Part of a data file
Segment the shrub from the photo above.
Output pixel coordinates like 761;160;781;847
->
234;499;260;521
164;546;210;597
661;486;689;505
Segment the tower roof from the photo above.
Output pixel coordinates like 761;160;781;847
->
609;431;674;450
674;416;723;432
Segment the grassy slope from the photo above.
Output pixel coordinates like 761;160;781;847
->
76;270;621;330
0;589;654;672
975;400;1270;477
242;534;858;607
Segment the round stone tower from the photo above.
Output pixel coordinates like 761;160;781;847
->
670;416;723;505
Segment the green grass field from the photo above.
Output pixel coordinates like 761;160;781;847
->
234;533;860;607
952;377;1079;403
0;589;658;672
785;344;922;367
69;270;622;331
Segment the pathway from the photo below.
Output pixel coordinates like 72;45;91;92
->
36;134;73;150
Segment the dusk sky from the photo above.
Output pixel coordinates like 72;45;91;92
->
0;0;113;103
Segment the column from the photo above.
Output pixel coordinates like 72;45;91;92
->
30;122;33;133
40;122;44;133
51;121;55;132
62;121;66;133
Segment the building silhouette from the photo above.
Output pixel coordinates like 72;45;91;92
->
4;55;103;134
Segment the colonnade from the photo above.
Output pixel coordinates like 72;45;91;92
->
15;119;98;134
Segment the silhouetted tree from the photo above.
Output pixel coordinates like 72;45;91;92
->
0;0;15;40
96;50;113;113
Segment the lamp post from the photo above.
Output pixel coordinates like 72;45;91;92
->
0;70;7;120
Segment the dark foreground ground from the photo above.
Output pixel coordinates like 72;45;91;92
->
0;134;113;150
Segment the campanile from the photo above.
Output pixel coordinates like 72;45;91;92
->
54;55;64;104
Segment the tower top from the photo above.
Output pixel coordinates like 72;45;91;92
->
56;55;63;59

> _Stated task_
Could you update the items from the line containing "Segment the lamp post from the photo above." through the end of the items, both ends included, changing "campanile" to "bell tower" and leaving all else as it is?

> _Final answer_
Segment the lamp post from the photo above.
Output pixel coordinates like 72;45;91;92
->
0;70;7;120
Segment the dark foreground ground from the photo above.
Output pixel coordinates like 72;45;91;92
->
0;134;113;150
Segment the bell tower from the photo above.
Output pixel coordinates like 72;45;91;92
->
54;55;64;104
Segment the tower top from the photo above.
Output pixel coordinates like 72;45;91;92
->
56;55;63;59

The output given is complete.